- Task data:
%%

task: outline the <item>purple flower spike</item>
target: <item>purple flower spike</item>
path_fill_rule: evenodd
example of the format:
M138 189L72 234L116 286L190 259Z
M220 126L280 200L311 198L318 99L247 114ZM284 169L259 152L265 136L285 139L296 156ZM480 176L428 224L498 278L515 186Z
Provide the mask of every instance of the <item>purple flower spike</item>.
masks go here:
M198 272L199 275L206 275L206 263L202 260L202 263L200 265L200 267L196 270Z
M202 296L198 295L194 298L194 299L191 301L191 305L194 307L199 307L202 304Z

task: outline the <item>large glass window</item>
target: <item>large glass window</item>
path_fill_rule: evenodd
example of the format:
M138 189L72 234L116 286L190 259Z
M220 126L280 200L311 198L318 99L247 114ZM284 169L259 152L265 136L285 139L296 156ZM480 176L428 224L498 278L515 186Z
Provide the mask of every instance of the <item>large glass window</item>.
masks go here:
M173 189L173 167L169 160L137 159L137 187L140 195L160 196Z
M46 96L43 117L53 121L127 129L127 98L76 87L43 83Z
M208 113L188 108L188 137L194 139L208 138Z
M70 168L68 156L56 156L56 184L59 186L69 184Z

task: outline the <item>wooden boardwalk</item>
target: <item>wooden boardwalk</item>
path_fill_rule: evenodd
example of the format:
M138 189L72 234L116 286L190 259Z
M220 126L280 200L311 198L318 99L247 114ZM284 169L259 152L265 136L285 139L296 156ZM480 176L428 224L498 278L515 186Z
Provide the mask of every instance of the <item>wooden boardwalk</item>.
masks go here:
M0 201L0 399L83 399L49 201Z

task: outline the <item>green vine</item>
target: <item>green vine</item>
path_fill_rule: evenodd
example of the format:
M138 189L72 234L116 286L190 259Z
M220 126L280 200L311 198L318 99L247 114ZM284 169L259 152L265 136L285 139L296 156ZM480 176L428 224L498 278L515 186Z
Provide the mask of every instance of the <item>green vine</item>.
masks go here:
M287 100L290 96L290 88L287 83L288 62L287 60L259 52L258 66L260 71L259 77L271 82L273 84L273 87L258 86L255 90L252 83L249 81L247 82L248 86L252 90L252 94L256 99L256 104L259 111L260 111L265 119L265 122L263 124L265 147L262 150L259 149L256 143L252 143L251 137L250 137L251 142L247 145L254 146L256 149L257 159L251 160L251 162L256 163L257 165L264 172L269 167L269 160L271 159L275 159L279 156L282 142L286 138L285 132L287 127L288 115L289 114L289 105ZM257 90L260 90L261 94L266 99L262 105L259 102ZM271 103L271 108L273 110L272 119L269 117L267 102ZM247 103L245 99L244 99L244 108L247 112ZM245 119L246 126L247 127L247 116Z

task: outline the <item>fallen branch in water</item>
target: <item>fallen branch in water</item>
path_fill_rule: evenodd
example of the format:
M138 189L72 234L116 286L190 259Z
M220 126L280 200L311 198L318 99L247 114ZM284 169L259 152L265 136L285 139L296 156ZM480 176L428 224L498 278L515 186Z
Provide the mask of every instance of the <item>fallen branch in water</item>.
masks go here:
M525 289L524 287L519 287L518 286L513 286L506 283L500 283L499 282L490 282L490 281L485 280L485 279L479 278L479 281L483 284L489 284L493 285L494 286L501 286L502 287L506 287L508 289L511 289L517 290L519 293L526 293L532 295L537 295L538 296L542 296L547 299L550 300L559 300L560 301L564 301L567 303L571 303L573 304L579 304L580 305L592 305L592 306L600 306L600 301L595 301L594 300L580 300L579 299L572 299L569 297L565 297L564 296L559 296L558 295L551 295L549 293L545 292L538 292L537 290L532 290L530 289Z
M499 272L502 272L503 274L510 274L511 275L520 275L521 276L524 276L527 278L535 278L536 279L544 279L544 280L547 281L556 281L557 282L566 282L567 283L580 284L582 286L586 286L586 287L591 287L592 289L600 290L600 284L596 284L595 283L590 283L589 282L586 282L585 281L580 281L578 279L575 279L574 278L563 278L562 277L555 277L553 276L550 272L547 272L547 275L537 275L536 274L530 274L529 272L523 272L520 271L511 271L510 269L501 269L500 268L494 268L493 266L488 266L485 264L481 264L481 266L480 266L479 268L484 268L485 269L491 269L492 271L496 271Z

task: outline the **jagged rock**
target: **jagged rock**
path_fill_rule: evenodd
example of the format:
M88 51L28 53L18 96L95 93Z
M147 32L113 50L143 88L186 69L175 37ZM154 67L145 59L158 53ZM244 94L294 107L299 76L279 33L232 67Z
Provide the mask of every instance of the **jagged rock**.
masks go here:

%%

- Short exercise:
Copy every line of all the entries above word for word, with nothing changed.

- Task output:
task: outline the <item>purple flower spike</item>
target: <item>purple flower spike</item>
path_fill_rule: evenodd
example of the format:
M138 189L72 234L116 286L190 259Z
M220 126L280 200L311 198L318 99L247 114ZM284 169L259 152L265 136L285 139L296 156ZM480 176L428 224L498 278L515 186Z
Provide the mask of every instance of the <item>purple flower spike</item>.
masks go here:
M198 272L199 275L206 275L206 263L202 260L202 263L200 265L200 267L196 270Z
M202 296L198 295L194 298L194 299L191 301L191 305L194 307L199 307L202 304Z

task: outline the <item>large glass window</item>
target: <item>large glass window</item>
path_fill_rule: evenodd
example of the format:
M138 189L72 234L116 286L190 259Z
M220 126L280 200L311 198L318 99L247 114ZM284 169L259 152L265 136L285 139L296 156ZM480 176L428 224L498 278L515 186Z
Provide the mask of every instance of the <item>large glass window</item>.
masks go here:
M173 189L173 167L169 160L137 159L137 187L140 195L160 196Z
M46 96L43 117L53 121L127 129L127 98L76 87L43 83Z
M208 113L188 108L188 137L194 139L208 138Z
M70 168L68 156L56 156L56 184L59 186L69 184Z

task: outline the <item>wooden boardwalk</item>
target: <item>wooden boardwalk</item>
path_fill_rule: evenodd
example of the format:
M138 189L72 234L116 286L190 259Z
M220 126L280 200L311 198L318 99L247 114ZM284 169L259 152L265 136L285 139L296 156ZM480 176L428 224L498 278L515 186Z
Provide the mask of every instance of the <item>wooden boardwalk</item>.
masks go here:
M0 201L0 399L83 399L49 201Z

task: outline the <item>green vine</item>
target: <item>green vine</item>
path_fill_rule: evenodd
example of the format:
M138 189L72 234L116 286L190 259Z
M220 126L280 200L311 198L318 99L247 114ZM284 169L259 152L265 136L285 139L296 156ZM480 176L428 224L498 278L515 186Z
Provide the mask of every instance of the <item>green vine</item>.
masks go here:
M287 100L290 96L290 88L287 83L288 62L287 60L259 52L258 66L260 71L259 77L271 82L273 84L273 87L258 86L255 90L252 83L249 81L247 82L248 86L252 90L252 94L256 99L256 104L259 111L260 111L265 119L265 122L263 124L265 147L262 150L259 149L256 143L252 143L251 137L250 137L251 142L247 145L254 146L256 149L257 159L251 160L251 162L256 163L257 165L264 172L269 167L269 160L271 159L275 159L279 156L282 142L286 138L285 132L287 127L288 115L289 114L289 105ZM257 90L260 90L261 94L266 99L262 105L259 102ZM271 103L271 108L273 110L272 119L269 117L267 102ZM247 103L245 99L244 99L244 108L247 112ZM245 119L246 126L247 127L247 116Z

task: outline the <item>fallen branch in water</item>
target: <item>fallen branch in water</item>
path_fill_rule: evenodd
example of the format:
M138 189L72 234L116 286L190 259Z
M220 126L280 200L311 198L318 99L247 114ZM284 169L259 152L265 136L285 139L296 156ZM480 176L428 224L498 278L515 186Z
Provide the mask of every instance of the <item>fallen branch in water</item>.
masks go here:
M525 289L524 287L519 287L518 286L513 286L506 283L500 283L499 282L490 282L490 281L485 280L485 279L479 278L479 281L483 284L489 284L493 285L494 286L501 286L502 287L506 287L508 289L511 289L517 290L519 293L526 293L532 295L537 295L538 296L542 296L547 299L550 300L559 300L560 301L564 301L567 303L571 303L573 304L579 304L580 305L592 305L592 306L600 306L600 301L595 301L594 300L580 300L579 299L572 299L569 297L565 297L564 296L559 296L558 295L551 295L549 293L545 292L538 292L537 290L532 290L530 289Z
M499 272L502 272L503 274L510 274L511 275L520 275L521 276L524 276L527 278L535 278L536 279L544 279L544 280L547 281L556 281L557 282L566 282L567 283L580 284L582 286L586 286L586 287L591 287L592 289L600 290L600 284L596 284L595 283L590 283L589 282L586 282L585 281L580 281L578 279L575 279L574 278L563 278L562 277L555 277L553 276L550 272L547 272L547 275L537 275L536 274L530 274L529 272L523 272L520 271L511 271L510 269L501 269L500 268L494 268L493 266L488 266L485 264L481 264L481 266L480 266L479 268L484 268L485 269L491 269L492 271L496 271Z

task: outline the **jagged rock**
target: **jagged rock**
path_fill_rule: evenodd
example of the format:
M88 51L28 53L18 96L95 93Z
M147 32L113 50L143 88L186 69L175 37ZM154 67L145 59L158 53ZM244 94L294 107L299 76L279 33L232 67Z
Provide the mask of every instance of the **jagged rock**.
masks go here:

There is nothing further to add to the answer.